[Referring expression pointing data]
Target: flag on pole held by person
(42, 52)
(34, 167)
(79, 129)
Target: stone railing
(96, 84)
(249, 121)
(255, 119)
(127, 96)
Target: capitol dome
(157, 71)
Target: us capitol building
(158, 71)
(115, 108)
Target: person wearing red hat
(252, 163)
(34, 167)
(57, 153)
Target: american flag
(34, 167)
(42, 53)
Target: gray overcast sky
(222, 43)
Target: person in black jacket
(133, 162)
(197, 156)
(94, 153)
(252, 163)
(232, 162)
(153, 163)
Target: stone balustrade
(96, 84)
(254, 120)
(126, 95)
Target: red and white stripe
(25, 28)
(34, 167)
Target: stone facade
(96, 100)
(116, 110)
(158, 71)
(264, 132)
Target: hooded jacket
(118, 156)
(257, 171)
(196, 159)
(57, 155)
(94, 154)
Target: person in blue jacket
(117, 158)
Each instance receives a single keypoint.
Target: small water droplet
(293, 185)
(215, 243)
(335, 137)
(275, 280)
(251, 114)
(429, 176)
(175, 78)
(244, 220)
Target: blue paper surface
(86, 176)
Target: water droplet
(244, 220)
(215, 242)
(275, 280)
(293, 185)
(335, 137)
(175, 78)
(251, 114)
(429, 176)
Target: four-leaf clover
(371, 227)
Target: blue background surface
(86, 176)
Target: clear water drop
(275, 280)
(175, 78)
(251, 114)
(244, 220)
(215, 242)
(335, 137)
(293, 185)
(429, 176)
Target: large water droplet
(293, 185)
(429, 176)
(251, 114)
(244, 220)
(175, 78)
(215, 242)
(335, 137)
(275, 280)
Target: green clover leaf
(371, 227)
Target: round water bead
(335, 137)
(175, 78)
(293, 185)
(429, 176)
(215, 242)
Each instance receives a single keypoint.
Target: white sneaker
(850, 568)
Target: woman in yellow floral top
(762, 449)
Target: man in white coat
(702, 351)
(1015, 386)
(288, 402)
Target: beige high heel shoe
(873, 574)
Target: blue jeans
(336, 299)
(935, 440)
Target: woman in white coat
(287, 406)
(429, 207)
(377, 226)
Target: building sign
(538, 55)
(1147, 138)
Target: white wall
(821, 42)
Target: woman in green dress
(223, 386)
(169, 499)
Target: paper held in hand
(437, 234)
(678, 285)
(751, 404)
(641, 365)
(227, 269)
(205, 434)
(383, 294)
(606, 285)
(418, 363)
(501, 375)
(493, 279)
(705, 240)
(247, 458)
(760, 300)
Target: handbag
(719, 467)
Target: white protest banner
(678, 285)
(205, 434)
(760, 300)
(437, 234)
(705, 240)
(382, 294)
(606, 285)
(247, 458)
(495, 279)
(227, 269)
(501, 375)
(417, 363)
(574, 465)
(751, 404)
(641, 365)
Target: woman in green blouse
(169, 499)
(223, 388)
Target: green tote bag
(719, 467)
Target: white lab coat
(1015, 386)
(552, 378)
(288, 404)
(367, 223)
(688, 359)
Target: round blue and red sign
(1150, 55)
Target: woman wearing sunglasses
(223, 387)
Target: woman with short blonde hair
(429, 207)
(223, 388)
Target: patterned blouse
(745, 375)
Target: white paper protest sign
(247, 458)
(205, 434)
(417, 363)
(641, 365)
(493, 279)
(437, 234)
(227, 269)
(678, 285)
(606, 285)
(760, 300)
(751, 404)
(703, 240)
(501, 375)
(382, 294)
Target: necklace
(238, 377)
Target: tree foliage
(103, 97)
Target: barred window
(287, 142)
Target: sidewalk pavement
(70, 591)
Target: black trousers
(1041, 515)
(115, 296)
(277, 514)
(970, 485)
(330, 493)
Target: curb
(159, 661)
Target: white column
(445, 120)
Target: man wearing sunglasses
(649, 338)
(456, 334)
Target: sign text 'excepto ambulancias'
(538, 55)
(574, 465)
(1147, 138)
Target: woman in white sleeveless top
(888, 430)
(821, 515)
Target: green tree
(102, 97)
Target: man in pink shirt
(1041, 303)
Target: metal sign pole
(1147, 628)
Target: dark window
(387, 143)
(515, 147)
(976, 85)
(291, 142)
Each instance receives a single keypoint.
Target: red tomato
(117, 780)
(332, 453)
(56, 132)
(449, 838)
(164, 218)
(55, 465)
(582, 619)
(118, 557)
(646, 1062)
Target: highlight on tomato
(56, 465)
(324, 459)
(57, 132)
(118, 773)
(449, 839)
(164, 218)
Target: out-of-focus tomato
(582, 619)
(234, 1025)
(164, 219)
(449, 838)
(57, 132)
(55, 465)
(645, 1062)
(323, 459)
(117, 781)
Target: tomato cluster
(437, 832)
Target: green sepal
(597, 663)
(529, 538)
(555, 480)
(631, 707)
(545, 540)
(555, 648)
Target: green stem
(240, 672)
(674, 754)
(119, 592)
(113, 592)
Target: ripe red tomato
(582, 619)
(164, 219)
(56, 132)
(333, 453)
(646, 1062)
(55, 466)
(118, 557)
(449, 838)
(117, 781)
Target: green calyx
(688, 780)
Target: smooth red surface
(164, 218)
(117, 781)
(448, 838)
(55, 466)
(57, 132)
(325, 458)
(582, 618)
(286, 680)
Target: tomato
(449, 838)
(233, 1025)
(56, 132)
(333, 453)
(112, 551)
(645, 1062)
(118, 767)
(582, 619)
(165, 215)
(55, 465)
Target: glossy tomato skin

> **EXERCISE DIRECTIONS**: Transcribe all of the entries without altering anything.

> **OUTPUT OF THE EXERCISE**:
Target: flag on pole held by person
(42, 52)
(34, 167)
(79, 129)
Target: stone railing
(96, 84)
(249, 121)
(255, 119)
(127, 96)
Target: capitol dome
(157, 71)
Target: us capitol building
(158, 71)
(115, 108)
Target: person wearing red hat
(252, 163)
(34, 167)
(57, 153)
Target: american flag
(34, 167)
(42, 53)
Target: gray overcast sky
(222, 43)
Target: person in black jacket
(133, 162)
(197, 156)
(94, 153)
(252, 163)
(232, 162)
(153, 163)
Target: stone balustrade
(96, 84)
(254, 120)
(126, 95)
Target: red and white stripe
(25, 28)
(34, 167)
Target: stone facade
(96, 100)
(116, 110)
(158, 71)
(264, 132)
Target: hooded jacket
(118, 156)
(257, 171)
(196, 159)
(57, 155)
(94, 154)
Target: person in blue jacket
(117, 158)
Each instance receives a single keypoint.
Target: small water droplet
(293, 185)
(215, 243)
(335, 137)
(275, 280)
(251, 114)
(429, 176)
(175, 78)
(244, 220)
Target: blue paper surface
(86, 176)
Target: water droplet
(244, 220)
(215, 242)
(275, 280)
(293, 185)
(335, 137)
(175, 78)
(251, 114)
(429, 176)
Target: four-leaf clover
(371, 227)
Target: blue background surface
(86, 176)
Target: clear water drop
(275, 280)
(175, 78)
(251, 114)
(244, 220)
(215, 242)
(335, 137)
(293, 185)
(429, 176)
Target: large water droplet
(293, 185)
(429, 176)
(251, 114)
(244, 220)
(175, 78)
(215, 242)
(335, 137)
(275, 280)
Target: green clover leaf
(371, 227)
Target: round water bead
(335, 137)
(175, 78)
(293, 185)
(429, 176)
(215, 242)
Each instance receives a single keypoint.
Target: white sneaker
(850, 568)
Target: woman in yellow floral top
(762, 449)
Target: man in white coat
(702, 351)
(1015, 386)
(288, 402)
Target: beige high heel shoe
(873, 574)
Target: blue jeans
(336, 299)
(935, 440)
Target: woman in white coat
(287, 406)
(429, 207)
(377, 226)
Target: building sign
(538, 55)
(1147, 138)
Target: white wall
(821, 42)
Target: woman in green dress
(223, 386)
(169, 499)
Target: paper held in hand
(437, 234)
(678, 285)
(751, 404)
(641, 365)
(227, 269)
(205, 434)
(383, 294)
(606, 285)
(418, 363)
(501, 375)
(493, 279)
(705, 240)
(247, 458)
(760, 300)
Target: handbag
(719, 467)
Target: white protest banner
(678, 285)
(205, 434)
(760, 300)
(437, 234)
(705, 240)
(382, 294)
(606, 285)
(247, 458)
(495, 279)
(227, 269)
(501, 375)
(417, 363)
(574, 465)
(751, 404)
(641, 365)
Target: woman in green blouse
(169, 499)
(223, 388)
Target: green tote bag
(719, 467)
Target: white lab coat
(1015, 386)
(552, 378)
(288, 404)
(367, 223)
(688, 359)
Target: round blue and red sign
(1150, 55)
Target: woman wearing sunglasses
(223, 387)
Target: woman with short blonde hair
(429, 207)
(223, 388)
Target: patterned blouse
(745, 375)
Target: white paper protest sign
(247, 458)
(205, 434)
(417, 363)
(641, 365)
(493, 279)
(437, 234)
(227, 269)
(678, 285)
(606, 285)
(760, 300)
(751, 404)
(703, 240)
(501, 375)
(382, 294)
Target: necklace
(238, 377)
Target: tree foliage
(103, 97)
Target: barred window
(287, 142)
Target: sidewalk pavement
(70, 591)
Target: black trousers
(1041, 515)
(115, 296)
(277, 514)
(970, 485)
(330, 493)
Target: curb
(159, 661)
Target: white column
(445, 120)
Target: man wearing sunglasses
(649, 338)
(456, 334)
Target: sign text 'excepto ambulancias'
(538, 55)
(574, 465)
(1147, 138)
Target: woman in white sleeveless top
(888, 430)
(821, 515)
Target: green tree
(102, 97)
Target: man in pink shirt
(1041, 303)
Target: metal sign pole
(1147, 628)
Target: dark window
(387, 143)
(515, 147)
(976, 85)
(291, 142)
Each instance receives a single keypoint.
Target: red tomato
(117, 780)
(332, 453)
(56, 132)
(449, 838)
(164, 218)
(55, 465)
(582, 619)
(118, 557)
(646, 1062)
Target: highlight on tomato
(56, 465)
(324, 459)
(57, 132)
(118, 773)
(449, 839)
(164, 218)
Target: out-of-focus tomato
(582, 619)
(234, 1025)
(164, 219)
(449, 838)
(57, 132)
(55, 465)
(645, 1062)
(323, 459)
(117, 781)
Target: tomato cluster
(437, 832)
Target: green sepal
(597, 663)
(529, 538)
(555, 480)
(631, 707)
(545, 540)
(555, 648)
Target: green stem
(240, 672)
(674, 754)
(119, 592)
(113, 592)
Target: ripe red tomato
(582, 619)
(164, 219)
(56, 132)
(333, 453)
(646, 1062)
(55, 466)
(118, 557)
(449, 838)
(117, 781)
Target: green calyx
(688, 780)
Target: smooth red surface
(164, 218)
(117, 781)
(448, 838)
(55, 466)
(57, 132)
(325, 458)
(582, 618)
(286, 680)
Target: tomato
(449, 838)
(233, 1025)
(56, 132)
(333, 453)
(112, 551)
(645, 1062)
(118, 767)
(582, 619)
(165, 215)
(55, 465)
Target: glossy tomato skin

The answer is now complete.